↓

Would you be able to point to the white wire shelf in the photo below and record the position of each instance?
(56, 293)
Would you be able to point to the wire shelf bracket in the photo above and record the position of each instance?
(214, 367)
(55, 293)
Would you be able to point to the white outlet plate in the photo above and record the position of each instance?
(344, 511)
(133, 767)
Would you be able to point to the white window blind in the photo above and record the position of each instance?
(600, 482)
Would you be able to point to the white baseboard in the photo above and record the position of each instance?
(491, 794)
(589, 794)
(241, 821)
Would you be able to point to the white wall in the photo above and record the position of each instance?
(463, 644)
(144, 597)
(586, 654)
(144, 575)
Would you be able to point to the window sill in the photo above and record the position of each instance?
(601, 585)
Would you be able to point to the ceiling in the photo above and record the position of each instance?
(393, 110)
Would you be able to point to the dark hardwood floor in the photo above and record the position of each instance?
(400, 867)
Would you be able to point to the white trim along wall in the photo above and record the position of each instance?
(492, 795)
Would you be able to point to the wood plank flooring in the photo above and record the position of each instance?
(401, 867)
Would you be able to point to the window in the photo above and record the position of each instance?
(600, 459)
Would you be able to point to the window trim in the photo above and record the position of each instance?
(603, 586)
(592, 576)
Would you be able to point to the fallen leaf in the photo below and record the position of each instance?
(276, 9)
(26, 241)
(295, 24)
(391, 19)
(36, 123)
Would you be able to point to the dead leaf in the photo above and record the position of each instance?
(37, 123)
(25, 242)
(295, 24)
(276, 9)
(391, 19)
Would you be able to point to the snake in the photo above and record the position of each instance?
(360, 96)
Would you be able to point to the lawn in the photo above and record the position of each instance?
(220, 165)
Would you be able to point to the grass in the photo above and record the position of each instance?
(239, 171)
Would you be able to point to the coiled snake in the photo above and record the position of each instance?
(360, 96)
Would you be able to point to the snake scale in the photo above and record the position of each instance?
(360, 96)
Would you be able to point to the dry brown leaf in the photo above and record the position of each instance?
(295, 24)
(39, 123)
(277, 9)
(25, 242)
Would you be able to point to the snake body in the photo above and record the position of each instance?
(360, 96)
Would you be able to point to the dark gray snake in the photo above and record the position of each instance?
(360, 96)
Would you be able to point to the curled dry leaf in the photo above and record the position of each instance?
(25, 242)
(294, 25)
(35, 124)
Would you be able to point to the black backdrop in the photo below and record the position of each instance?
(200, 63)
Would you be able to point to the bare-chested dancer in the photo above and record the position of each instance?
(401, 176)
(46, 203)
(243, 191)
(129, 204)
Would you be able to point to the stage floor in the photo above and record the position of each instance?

↑

Could you reproduce the data above, starting at the line containing "Would you be able to point to the snake scale" and ending at the final line, requests included, with 15 added to each coordinate in the answers?

- **Task solution**:
Would you be able to point to the snake scale in the photo above and record the position of each instance?
(375, 111)
Would you be able to point to the dry brown leaf in the photo above and record the position of each instance?
(310, 39)
(54, 138)
(292, 24)
(40, 257)
Would you be able to point to the snake body in the photo above and record the position of each instance?
(375, 111)
Would you be able to point to the dark gray snake in the photo above and record the position of each instance?
(375, 111)
Would you be able to point to the curled dry leaf in the photo above and record the position of each instance?
(40, 257)
(309, 40)
(50, 139)
Would you be able to point to the black backdrop in the photo below and record the position of each instance?
(215, 78)
Would you be able to point to the bare-chested dancer in the photo above and record the position of each instance?
(416, 191)
(61, 218)
(258, 206)
(144, 219)
Would you be able to point to the stage floor in the photo above and record the position of each instance?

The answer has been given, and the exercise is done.